### Soal Latihan 1
Jawablah pertanyaan berikut berdasarkan kutipan tentang skandal pajak korporasi.
(a) Berapa Kantor Akuntan Publik yang sebenarnya telah mengaudit laporan keuangan perusahaan itu?
(b) Lembaga apa yang menghitung total kerugian negara?
(c) Apa dua nama biaya yang dibebankan secara tidak sesuai?
### Soal Latihan 2
Tuliskan kembali bagian kutipan tentang skandal pajak korporasi itu secara persis, mulai dari "Di tengah gempuran" dan berakhir pada "Mahkamah Agung Indonesia.".
─── Kutipan yang Disediakan
“Di tengah industri yang terus berkembang, sebuah skandal besar telah terungkap, menyeret kelompok usaha korporasi raksasa ke pusaran kontroversi hukum. Dalam kasus yang kompleks dan mengejutkan ini, seorang pegawai korporasi yang berkantor di Jakarta, telah terbukti melakukan serangkaian tindakan yang merugikan negara.”
Di tengah gempuran berita sehari-hari, muncul sebuah kisah yang cukup untuk membuat kita berhenti sejenak dan merenung: sebuah skandal penghindaran pajak oleh korporasi raksasa yang merugikan negara triliunan rupiah. Dari kantor-kantor berkilau di Jakarta hingga ruang sidang yang tegang, cerita ini melibatkan manipulasi, kolusi, dan sebuah pertarungan hukum yang berakhir dengan keputusan penting dari Mahkamah Agung Indonesia.
Aksi Tidak Terpuji Berkedok Pengelolaan Pajak
Bertindak sebagai pengelola pajak, pegawai tersebut telah memanipulasi laporan pajak dari kelompok usaha itu dari 3 periode tahun pajak. Laporan Surat Pemberitahuan Tahunan (SPT) Pajak Penghasilan (PPh) yang diajukan ke otoritas fiskal dipalsukan, dengan menunjukkan bahwa laporan keuangan perusahaan tersebut belum diaudit oleh Kantor Akuntan Publik, padahal kenyataannya, laporan tersebut telah diaudit oleh dua Kantor Akuntan Publik
Rugikan Negara Triliunan Rupiah
Akibat dari manipulasi dan penyampaian informasi yang tidak benar ini, pendapatan negara dari sektor pajak mengalami kerugian besar. Direktorat Jenderal Pajak menghitung total kerugian mencapai angka astronomis yang terakumulasi dari ketidakjujuran dalam pengisian SPT PPh untuk empat tahun berturut-turut.
Modus Operandi dan Kolusi
Lebih jauh, pegawai itu bersama rekan-rekannya telah menggunakan berbagai taktik untuk meminimalisir kewajiban pajak, seperti penjualan di bawah harga pasar, hedging fiktif, dan pembebanan biaya yang tidak sesuai, yang disebut sebagai biaya Jakarta dan Management Fee. Kesemua ini mengindikasikan adanya upaya penghindaran pajak yang sistematis dan terorganisir.
──────
─── Informasi yang Tersedia
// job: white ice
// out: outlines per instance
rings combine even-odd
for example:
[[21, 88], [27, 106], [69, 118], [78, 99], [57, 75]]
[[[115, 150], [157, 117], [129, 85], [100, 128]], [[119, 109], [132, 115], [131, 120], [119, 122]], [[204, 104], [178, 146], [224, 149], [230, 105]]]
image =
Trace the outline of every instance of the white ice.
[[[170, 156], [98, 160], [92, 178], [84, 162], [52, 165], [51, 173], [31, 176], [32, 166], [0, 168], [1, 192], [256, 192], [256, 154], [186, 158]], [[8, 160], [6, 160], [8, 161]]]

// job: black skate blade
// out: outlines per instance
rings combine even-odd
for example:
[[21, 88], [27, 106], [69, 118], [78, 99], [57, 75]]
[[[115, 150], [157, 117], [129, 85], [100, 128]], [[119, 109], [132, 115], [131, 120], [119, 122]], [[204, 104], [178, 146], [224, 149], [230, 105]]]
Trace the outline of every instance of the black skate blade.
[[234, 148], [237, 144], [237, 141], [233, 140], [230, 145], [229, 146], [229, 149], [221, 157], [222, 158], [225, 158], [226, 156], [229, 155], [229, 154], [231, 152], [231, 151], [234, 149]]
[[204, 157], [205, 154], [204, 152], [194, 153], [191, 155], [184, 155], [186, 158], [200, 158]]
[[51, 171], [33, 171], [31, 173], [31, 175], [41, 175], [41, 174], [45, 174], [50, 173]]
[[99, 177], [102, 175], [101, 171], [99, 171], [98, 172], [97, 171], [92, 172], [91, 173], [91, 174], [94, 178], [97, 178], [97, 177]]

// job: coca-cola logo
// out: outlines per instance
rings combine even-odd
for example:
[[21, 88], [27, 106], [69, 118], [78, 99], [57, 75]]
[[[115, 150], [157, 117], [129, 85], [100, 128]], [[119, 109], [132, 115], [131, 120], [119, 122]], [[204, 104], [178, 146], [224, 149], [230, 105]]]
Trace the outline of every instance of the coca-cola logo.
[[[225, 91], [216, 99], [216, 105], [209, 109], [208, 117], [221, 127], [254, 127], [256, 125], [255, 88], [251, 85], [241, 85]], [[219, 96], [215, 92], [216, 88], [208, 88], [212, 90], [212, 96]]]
──────
### Pembahasan 1
(a) Dua Kantor Akuntan Publik.
(b) Direktorat Jenderal Pajak.
(c) Biaya Jakarta dan Management Fee.

### Pembahasan 2
Di tengah gempuran berita sehari-hari, muncul sebuah kisah yang cukup untuk membuat kita berhenti sejenak dan merenung: sebuah skandal penghindaran pajak oleh korporasi raksasa yang merugikan negara triliunan rupiah. Dari kantor-kantor berkilau di Jakarta hingga ruang sidang yang tegang, cerita ini melibatkan manipulasi, kolusi, dan sebuah pertarungan hukum yang berakhir dengan keputusan penting dari Mahkamah Agung Indonesia.